- **Problem to work on**
The records are to be restated in their entirety, word for word.

- **Dataset records**
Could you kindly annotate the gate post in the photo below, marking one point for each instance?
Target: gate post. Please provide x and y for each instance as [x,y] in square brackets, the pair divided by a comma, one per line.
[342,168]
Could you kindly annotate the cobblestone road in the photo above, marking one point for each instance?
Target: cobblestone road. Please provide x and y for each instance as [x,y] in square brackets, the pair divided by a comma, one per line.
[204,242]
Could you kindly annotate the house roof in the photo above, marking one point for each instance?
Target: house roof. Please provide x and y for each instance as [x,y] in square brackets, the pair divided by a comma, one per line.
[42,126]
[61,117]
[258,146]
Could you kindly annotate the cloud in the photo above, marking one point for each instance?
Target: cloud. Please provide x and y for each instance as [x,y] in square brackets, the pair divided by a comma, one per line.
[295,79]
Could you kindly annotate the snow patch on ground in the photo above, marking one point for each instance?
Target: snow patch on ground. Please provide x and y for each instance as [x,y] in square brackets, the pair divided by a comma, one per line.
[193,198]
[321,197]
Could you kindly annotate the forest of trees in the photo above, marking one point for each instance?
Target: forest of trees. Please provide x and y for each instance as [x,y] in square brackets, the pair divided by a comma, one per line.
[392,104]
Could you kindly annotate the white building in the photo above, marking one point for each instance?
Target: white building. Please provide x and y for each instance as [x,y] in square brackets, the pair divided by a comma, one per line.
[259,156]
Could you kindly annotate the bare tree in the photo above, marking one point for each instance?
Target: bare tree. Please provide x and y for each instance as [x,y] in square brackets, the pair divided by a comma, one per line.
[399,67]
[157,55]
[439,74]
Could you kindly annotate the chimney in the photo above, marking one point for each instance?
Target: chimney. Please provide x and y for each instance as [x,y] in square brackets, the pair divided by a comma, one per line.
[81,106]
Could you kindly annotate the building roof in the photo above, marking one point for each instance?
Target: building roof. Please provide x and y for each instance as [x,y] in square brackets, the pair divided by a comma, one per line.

- **Solution for this task**
Could you kindly annotate the gate post in the photo below, marking one point for each instance?
Target: gate post. Please provide x and y for each instance as [x,y] in square brackets, the pair divided by a comma, one per line.
[342,168]
Could you kindly annotate the cobblestone road in the photo above, marking one point for each instance?
Target: cobblestone road. Please provide x and y for each instance as [x,y] in square brackets, the pair divided by a comma, one per line.
[204,242]
Could you kindly annotate the house roof in the photo above, marking one point for each instance?
Target: house roof. Please provide x and y for each instance as [x,y] in square brackets, the pair divided by a comma, one per line.
[42,126]
[61,117]
[258,146]
Could you kindly annotate the cloud in the photo above, marking one point for each instance?
Target: cloud. Please provide x and y for each instance as [x,y] in square brackets, the pair divided by a comma, one per line.
[295,79]
Could you kindly annotate the snow patch on ground in the photo above, marking one point for each instance?
Target: snow patch on ground. Please provide x and y for each instance as [x,y] in square brackets, the pair divided by a comma, one per line.
[193,198]
[321,197]
Could you kindly annotate the forest of trees in the photo above, marking one point for each instance?
Target: forest of trees. Please provide x and y for each instance as [x,y] in square brackets, the pair divided by a comma, one per line.
[392,104]
Could you kindly annotate the white building in the photo above, marking one point for each instance?
Target: white building. Please provide x and y for each instance as [x,y] in square brackets, the pair divided by a comma, one per line.
[259,156]
Could you kindly annotate the bare tree in the photo above, marking one point for each instance?
Target: bare tree. Please provide x and y for each instance as [x,y] in square brackets, the pair divided by a comma, one per line.
[399,67]
[157,55]
[439,74]
Could you kindly annotate the chimney in the photo above, marking one point for each instance?
Target: chimney. Please provide x and y for each instance as [x,y] in square brackets, the pair divided by a comma, one per line.
[81,106]
Could you kindly annotate the building roof in the photo above, marking one point for each instance?
Target: building roof. Please provide x and y for each instance as [x,y] in square brackets, the pair divided by a comma, one per line.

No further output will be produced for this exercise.